(Stated problem) Reproduce every one of the records below verbatim, line for line.

(Records shown)

********************

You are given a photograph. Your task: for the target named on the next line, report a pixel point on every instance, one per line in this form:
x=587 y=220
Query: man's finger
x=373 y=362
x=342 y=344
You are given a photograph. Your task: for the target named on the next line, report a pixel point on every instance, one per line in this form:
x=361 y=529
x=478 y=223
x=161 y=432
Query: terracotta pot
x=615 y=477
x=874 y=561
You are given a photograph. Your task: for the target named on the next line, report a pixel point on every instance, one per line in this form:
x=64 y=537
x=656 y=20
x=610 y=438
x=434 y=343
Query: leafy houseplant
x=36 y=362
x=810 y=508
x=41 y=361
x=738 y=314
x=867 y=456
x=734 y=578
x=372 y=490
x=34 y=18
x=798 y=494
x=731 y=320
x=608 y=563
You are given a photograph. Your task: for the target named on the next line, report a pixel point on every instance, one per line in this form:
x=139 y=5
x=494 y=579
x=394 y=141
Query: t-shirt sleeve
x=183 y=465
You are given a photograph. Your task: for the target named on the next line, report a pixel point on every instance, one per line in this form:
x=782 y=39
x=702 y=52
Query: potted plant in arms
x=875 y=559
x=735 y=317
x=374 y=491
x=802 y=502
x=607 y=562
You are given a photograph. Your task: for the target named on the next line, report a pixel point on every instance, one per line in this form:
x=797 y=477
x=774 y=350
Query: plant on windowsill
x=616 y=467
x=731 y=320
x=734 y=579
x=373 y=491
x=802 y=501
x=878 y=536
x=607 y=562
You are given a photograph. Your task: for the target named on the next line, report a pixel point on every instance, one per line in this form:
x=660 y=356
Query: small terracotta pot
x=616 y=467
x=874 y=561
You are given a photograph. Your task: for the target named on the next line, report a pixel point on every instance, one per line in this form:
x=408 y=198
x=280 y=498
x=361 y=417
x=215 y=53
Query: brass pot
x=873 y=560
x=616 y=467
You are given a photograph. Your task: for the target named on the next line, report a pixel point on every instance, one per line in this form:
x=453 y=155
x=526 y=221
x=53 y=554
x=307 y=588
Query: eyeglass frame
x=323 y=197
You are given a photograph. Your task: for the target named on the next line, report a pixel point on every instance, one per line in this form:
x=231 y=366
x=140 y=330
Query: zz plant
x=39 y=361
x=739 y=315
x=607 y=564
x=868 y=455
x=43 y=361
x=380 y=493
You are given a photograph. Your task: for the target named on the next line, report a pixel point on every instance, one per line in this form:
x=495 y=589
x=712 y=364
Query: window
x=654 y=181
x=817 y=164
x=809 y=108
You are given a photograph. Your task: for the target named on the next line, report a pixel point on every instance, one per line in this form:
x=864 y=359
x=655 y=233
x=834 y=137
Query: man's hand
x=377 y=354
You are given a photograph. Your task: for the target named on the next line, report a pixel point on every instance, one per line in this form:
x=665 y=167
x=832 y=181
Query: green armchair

********************

(Response for this exercise)
You are given a photograph. Your task: for the target named on the next line, report a pixel point on every instance, one per line in this form:
x=587 y=220
Query: man's finger
x=373 y=362
x=342 y=344
You are given a photograph. Your task: for the target named on the next line, report a pixel point on every instance, one per line in this form:
x=361 y=529
x=478 y=223
x=161 y=432
Query: terracotta pot
x=615 y=477
x=874 y=561
You are given a photograph. Your task: for the target named on the next line, report a pixel point on every instance, one per line in this form:
x=64 y=537
x=656 y=20
x=610 y=438
x=434 y=343
Query: leafy houseplant
x=36 y=362
x=810 y=508
x=41 y=361
x=738 y=314
x=867 y=456
x=734 y=578
x=372 y=490
x=34 y=18
x=798 y=494
x=731 y=320
x=608 y=563
You are given a photograph. Your task: for the target named on the next line, report a pixel point on every instance, one per line in this form:
x=139 y=5
x=494 y=579
x=394 y=141
Query: t-shirt sleeve
x=183 y=465
You are given a photograph. Your task: for the target named on the next line, report a pixel point on every instance, one per line in this form:
x=782 y=39
x=702 y=52
Query: potted plant in arms
x=875 y=559
x=735 y=317
x=374 y=491
x=802 y=502
x=607 y=562
You are given a photograph. Your task: for the target named on the next line, report a pixel point on every instance, one per line in this form:
x=797 y=477
x=774 y=350
Query: plant on windowsill
x=616 y=467
x=731 y=320
x=734 y=579
x=373 y=491
x=802 y=501
x=878 y=536
x=607 y=562
You are given a photograph. Your task: for the target named on the next line, report a pixel point on every instance, one per line in this form:
x=660 y=356
Query: small terracotta pot
x=616 y=467
x=874 y=561
You are given a photograph. Your task: for the target named on the next line, report a pixel point on every instance, one per line in this form:
x=408 y=198
x=280 y=498
x=361 y=417
x=215 y=53
Query: brass pot
x=873 y=560
x=616 y=467
You are given a photograph. Your task: for the target named on the next line, report a pixel point on every instance, one per line in this form:
x=453 y=155
x=526 y=221
x=53 y=554
x=307 y=588
Query: eyeglass frame
x=323 y=197
You are given a photograph. Your task: for the target named on the next line, report a pixel point on every instance, one per line in this form:
x=231 y=366
x=140 y=330
Query: zz plant
x=39 y=361
x=739 y=315
x=607 y=564
x=868 y=455
x=43 y=361
x=380 y=493
You are given a photograph. Your task: for the target named on the next line, report a pixel point on every instance, one per line in this form:
x=495 y=589
x=712 y=364
Query: window
x=654 y=181
x=817 y=164
x=809 y=108
You are given a photograph. Your task: for the target named on the next line, report a pixel point on every instance, one per line in this form:
x=864 y=359
x=655 y=233
x=834 y=137
Query: man's hand
x=377 y=354
You are given a photograph. Your task: for the target named on the next line, report a pixel point on every instance, one per line in this form:
x=665 y=167
x=832 y=181
Query: green armchair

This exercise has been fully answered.